INSTRUCTIONS FOR THE TASK:
Recast the part of the material below that opens with the line containing "Give the mask of every instance of the forearm." and closes with the line containing "[[[216,0],[174,0],[172,12],[207,12],[214,14]]]" as a Markdown table. Use the columns Row and Line, give each line its own numbered row, and leave out blank lines.

PROVIDED DATA:
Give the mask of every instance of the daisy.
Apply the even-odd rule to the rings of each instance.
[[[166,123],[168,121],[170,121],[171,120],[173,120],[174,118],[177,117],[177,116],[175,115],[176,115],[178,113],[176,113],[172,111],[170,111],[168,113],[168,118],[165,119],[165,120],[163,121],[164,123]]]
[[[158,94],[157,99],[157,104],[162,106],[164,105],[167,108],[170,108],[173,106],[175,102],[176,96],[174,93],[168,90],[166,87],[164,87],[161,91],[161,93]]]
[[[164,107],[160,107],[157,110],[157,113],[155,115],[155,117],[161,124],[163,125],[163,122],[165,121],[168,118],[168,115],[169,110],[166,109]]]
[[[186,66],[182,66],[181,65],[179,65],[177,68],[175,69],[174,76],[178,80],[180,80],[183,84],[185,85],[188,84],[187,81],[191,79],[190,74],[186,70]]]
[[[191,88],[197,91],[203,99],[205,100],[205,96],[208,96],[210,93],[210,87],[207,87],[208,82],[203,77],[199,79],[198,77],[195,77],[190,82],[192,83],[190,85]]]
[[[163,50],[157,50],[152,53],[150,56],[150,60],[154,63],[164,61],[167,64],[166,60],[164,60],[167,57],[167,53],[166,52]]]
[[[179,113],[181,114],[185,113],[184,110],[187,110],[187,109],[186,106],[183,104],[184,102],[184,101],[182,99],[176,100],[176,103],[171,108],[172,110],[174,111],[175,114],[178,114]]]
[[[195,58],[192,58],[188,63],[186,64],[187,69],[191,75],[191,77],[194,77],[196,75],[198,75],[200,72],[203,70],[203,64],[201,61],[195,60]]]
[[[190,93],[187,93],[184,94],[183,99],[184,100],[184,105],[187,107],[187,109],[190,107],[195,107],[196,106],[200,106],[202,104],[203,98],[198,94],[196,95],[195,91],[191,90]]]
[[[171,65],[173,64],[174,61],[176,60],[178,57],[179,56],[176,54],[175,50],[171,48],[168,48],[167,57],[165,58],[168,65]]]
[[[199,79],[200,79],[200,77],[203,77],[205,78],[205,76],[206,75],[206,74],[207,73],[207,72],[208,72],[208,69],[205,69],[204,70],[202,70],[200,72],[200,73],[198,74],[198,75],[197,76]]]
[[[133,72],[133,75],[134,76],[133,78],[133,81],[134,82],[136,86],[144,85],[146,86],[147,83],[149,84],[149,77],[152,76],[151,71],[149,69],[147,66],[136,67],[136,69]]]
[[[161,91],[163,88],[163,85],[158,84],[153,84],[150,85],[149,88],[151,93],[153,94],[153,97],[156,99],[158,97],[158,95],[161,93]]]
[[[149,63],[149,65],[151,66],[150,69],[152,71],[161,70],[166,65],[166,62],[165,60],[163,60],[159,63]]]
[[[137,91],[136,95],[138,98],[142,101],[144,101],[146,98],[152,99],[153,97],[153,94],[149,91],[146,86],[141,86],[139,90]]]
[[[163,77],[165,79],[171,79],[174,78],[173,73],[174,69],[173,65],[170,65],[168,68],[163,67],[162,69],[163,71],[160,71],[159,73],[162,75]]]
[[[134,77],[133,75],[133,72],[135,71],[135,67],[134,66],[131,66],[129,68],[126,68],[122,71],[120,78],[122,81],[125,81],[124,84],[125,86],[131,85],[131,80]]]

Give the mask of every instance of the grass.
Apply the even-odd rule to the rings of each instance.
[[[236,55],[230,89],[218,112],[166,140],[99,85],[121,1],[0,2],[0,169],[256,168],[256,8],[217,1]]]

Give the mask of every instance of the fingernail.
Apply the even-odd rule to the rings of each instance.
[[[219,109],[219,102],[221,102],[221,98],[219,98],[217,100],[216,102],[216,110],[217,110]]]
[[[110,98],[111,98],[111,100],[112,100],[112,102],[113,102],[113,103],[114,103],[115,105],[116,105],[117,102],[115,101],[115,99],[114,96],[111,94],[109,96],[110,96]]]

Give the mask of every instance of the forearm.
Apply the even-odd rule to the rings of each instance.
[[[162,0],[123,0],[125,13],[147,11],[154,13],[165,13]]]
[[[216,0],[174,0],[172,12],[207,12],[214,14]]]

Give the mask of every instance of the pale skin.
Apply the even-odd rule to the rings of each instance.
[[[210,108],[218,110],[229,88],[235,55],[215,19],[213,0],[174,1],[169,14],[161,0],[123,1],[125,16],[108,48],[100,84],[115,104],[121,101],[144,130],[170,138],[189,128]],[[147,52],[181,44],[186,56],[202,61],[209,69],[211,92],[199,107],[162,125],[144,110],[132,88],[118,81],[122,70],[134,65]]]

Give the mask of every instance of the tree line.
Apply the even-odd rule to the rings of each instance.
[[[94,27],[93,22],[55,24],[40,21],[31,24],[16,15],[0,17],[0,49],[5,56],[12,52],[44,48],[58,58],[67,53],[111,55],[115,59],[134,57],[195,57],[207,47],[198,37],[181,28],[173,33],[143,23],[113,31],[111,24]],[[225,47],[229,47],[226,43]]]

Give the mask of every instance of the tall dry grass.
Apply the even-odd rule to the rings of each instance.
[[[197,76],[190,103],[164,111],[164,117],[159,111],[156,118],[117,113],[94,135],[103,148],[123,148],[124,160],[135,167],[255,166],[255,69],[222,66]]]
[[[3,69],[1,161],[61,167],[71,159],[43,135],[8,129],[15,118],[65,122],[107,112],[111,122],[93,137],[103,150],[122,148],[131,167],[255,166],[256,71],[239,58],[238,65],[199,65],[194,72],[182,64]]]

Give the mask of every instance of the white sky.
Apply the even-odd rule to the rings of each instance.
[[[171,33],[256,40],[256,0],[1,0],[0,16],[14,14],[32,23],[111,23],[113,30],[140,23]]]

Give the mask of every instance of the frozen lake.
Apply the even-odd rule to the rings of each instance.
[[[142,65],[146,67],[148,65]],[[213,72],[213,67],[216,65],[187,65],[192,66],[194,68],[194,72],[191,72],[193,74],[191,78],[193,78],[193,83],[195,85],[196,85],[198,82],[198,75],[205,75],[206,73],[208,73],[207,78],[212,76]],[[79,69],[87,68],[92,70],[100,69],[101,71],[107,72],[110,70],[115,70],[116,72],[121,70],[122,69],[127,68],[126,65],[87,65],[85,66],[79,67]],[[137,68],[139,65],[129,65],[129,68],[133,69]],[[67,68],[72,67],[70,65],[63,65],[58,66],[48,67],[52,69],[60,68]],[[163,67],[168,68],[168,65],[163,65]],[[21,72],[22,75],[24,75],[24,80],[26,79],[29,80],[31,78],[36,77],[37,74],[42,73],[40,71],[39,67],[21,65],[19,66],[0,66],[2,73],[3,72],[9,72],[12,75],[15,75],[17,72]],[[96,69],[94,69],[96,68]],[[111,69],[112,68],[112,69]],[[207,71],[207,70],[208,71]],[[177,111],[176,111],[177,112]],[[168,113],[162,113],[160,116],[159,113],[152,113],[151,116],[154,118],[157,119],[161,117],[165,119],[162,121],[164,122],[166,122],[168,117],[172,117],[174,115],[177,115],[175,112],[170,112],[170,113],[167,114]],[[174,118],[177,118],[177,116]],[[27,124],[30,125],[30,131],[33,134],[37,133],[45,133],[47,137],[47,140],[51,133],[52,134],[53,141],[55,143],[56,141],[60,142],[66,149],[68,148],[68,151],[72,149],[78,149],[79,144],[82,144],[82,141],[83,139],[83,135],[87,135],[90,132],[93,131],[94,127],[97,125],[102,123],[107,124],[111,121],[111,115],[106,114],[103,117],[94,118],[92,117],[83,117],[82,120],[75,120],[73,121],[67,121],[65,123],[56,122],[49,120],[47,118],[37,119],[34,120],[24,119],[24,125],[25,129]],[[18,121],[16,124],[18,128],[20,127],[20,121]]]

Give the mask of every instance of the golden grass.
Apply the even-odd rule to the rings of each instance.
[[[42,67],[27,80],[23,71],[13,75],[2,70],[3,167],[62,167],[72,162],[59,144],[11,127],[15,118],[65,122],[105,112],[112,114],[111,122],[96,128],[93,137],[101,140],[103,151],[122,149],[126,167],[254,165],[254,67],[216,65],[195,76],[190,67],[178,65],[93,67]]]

FINAL RESULT:
| Row | Line |
|---|---|
| 1 | Give the mask of every instance of the forearm. |
| 2 | Apply the even-odd rule to the rings of each instance. |
| 3 | [[[162,0],[123,0],[125,13],[147,11],[154,13],[165,13]]] |
| 4 | [[[216,0],[174,0],[172,12],[207,12],[214,14]]] |